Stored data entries
____
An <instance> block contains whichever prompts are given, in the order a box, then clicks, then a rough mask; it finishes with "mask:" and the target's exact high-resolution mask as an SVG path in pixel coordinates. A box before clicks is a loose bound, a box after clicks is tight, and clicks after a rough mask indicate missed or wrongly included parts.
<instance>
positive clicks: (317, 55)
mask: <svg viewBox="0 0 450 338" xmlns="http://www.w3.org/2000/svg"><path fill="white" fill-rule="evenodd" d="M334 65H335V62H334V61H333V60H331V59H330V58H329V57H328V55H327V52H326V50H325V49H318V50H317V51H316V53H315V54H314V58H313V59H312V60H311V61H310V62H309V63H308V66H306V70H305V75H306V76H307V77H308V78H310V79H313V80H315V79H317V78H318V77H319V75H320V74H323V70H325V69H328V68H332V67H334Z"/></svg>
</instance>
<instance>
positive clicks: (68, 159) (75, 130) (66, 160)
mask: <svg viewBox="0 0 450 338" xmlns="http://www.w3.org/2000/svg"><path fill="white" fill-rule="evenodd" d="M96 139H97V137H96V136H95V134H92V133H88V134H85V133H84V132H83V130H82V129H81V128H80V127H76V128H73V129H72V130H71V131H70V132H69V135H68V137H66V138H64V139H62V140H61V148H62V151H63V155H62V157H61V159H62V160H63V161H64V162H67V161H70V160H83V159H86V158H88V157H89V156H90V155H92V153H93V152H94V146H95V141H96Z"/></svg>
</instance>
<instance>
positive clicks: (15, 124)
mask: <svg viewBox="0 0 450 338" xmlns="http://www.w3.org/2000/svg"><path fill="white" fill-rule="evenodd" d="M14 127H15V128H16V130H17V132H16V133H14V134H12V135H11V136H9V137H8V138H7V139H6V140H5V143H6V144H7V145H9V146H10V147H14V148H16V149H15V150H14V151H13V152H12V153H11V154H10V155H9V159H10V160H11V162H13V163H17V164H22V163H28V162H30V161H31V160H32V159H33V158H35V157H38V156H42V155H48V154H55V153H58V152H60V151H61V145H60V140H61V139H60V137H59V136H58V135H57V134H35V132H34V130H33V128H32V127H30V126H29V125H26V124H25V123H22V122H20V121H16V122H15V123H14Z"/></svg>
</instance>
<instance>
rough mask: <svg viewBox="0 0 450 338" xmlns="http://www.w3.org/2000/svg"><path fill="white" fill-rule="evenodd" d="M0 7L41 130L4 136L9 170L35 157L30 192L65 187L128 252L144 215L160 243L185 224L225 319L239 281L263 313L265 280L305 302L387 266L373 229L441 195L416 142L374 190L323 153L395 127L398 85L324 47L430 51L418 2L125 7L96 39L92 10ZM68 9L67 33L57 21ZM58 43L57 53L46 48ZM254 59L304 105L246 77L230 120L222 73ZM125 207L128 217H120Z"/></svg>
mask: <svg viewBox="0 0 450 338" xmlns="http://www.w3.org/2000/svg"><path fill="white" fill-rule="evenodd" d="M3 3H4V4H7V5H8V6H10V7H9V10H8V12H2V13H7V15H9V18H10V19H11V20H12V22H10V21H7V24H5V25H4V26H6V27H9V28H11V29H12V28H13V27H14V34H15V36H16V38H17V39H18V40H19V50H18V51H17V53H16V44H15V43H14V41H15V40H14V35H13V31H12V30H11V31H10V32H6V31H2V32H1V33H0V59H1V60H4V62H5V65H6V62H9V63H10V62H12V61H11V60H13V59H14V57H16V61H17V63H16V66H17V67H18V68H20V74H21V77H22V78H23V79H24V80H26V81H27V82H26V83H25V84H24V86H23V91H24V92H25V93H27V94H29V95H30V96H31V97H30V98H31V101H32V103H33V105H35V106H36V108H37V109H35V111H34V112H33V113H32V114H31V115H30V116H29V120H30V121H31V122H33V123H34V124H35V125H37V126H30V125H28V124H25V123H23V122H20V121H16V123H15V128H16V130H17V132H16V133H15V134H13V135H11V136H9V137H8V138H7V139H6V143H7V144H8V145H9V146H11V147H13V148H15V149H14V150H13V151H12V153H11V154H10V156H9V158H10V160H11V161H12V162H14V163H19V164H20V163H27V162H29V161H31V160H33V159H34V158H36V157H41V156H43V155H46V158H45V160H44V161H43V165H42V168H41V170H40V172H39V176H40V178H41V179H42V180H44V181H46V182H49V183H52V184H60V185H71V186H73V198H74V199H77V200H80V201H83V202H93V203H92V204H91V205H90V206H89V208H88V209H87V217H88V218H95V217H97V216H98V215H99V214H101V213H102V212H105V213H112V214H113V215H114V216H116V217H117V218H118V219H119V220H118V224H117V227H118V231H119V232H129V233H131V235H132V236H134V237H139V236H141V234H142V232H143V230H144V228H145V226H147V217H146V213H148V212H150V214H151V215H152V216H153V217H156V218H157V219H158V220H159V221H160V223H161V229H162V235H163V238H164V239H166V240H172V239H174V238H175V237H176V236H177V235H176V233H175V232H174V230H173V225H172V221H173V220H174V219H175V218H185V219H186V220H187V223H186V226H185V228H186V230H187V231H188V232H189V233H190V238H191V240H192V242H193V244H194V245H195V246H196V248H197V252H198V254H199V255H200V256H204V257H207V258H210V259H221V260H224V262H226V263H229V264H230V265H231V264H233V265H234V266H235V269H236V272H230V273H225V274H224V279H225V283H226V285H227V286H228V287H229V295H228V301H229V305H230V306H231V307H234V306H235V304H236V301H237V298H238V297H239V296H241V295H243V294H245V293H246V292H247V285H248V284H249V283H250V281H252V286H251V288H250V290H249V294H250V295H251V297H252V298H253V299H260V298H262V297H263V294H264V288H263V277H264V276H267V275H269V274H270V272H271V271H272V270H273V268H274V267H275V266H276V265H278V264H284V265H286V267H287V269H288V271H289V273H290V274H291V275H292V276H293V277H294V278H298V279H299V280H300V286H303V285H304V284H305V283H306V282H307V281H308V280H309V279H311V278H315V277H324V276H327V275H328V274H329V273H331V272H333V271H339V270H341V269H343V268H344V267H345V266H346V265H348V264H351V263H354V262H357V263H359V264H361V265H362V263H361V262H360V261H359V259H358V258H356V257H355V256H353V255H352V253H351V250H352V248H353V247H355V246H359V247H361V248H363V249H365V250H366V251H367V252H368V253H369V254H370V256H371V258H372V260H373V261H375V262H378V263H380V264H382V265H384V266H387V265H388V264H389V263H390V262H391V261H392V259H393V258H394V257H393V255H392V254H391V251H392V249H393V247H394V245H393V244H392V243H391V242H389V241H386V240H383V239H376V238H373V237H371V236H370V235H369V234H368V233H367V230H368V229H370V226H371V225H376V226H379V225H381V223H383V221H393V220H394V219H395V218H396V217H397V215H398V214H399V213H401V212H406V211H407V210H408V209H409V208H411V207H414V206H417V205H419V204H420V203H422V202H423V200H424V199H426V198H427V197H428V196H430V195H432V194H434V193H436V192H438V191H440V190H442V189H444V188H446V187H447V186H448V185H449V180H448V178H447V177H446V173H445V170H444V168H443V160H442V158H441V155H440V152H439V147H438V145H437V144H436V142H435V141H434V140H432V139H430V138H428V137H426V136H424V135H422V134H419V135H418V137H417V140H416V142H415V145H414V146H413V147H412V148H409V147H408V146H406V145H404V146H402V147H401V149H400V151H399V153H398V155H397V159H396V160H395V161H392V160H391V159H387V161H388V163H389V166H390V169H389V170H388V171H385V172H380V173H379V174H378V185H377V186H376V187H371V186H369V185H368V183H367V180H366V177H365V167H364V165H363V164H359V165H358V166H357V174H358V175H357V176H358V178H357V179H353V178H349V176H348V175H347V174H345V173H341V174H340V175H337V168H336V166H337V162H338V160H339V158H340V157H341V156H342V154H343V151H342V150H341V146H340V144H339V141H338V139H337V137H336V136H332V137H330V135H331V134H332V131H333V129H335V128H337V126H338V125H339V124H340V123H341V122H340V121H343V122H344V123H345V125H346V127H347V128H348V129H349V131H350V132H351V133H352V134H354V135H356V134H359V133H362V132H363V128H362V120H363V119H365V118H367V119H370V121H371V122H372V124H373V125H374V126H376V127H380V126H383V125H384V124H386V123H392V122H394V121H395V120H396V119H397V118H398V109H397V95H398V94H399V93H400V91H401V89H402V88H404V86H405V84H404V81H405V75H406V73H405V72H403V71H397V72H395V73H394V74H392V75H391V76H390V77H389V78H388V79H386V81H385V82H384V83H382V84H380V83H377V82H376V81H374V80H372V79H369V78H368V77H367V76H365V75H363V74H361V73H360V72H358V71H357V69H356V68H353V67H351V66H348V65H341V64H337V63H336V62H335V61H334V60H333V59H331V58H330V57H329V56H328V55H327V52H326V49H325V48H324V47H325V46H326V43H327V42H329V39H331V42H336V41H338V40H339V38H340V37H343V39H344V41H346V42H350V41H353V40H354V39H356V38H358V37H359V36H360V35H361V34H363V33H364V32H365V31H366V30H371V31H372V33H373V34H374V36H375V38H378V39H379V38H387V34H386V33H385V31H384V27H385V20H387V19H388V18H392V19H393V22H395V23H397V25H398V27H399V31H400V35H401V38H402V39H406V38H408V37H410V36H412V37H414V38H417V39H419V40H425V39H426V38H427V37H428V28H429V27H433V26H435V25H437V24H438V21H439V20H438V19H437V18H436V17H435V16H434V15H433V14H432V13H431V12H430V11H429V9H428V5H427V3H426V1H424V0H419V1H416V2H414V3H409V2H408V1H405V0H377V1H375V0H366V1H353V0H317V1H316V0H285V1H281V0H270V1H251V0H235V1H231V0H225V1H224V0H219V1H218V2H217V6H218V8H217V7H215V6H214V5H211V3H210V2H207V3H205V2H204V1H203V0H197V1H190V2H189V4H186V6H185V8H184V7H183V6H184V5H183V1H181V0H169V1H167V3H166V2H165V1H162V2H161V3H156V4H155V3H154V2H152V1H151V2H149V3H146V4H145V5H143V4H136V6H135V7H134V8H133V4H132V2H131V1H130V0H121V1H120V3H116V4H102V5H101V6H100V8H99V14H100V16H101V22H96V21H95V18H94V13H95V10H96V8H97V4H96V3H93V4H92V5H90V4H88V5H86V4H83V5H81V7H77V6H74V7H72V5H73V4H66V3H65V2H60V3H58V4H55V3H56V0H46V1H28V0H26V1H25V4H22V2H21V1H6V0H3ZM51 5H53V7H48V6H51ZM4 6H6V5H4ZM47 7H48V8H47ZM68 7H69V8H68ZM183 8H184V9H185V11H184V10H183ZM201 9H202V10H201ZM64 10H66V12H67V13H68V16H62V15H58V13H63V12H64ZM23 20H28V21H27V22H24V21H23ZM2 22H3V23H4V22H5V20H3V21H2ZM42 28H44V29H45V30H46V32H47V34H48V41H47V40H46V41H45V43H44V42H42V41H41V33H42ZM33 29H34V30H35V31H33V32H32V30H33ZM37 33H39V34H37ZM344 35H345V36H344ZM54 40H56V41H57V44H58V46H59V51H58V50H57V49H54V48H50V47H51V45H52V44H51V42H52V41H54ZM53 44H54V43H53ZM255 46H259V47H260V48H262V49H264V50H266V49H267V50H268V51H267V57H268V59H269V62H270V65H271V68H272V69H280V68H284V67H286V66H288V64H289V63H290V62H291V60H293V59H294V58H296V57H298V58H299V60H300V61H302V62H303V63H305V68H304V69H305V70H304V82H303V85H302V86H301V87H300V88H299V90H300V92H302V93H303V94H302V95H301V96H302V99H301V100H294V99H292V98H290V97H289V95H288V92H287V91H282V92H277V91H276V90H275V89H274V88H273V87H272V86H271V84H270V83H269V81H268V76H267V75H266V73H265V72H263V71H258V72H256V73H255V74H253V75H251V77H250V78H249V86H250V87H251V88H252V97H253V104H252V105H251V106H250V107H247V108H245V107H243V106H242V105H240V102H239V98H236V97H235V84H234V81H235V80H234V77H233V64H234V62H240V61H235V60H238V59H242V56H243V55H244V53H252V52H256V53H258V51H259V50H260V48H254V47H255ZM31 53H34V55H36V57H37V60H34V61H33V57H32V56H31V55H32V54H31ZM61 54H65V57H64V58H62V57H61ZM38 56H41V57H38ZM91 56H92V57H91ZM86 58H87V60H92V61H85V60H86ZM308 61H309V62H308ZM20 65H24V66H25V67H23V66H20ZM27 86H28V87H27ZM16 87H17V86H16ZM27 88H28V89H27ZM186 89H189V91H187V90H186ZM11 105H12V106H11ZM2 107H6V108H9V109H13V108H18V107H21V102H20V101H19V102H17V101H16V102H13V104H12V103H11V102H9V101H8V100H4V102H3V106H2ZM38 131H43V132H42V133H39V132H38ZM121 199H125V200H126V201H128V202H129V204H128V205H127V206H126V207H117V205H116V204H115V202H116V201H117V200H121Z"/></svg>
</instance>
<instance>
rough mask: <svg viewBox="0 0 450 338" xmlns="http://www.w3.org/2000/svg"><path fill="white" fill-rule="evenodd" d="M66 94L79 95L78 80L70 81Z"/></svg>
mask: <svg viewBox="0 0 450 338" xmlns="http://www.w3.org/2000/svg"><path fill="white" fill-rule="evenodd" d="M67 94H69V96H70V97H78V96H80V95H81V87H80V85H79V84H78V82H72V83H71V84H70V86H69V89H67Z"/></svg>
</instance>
____
__Task brief__
Turn the stretch from the start of the records through the line containing "positive clicks: (317, 55)" into a JSON list of strings, with one string per line and blank lines left out.

__Output below__
[
  "An <instance> block contains whichever prompts are given, in the order a box, then clicks, then a rough mask; it finishes with \"mask:\" and the target's exact high-resolution mask as an SVG path in pixel coordinates. A box before clicks is a loose bound, a box after clicks is tight, and clicks after a rough mask indicate missed or wrongly included parts.",
  "<instance>",
  "positive clicks: (317, 55)"
]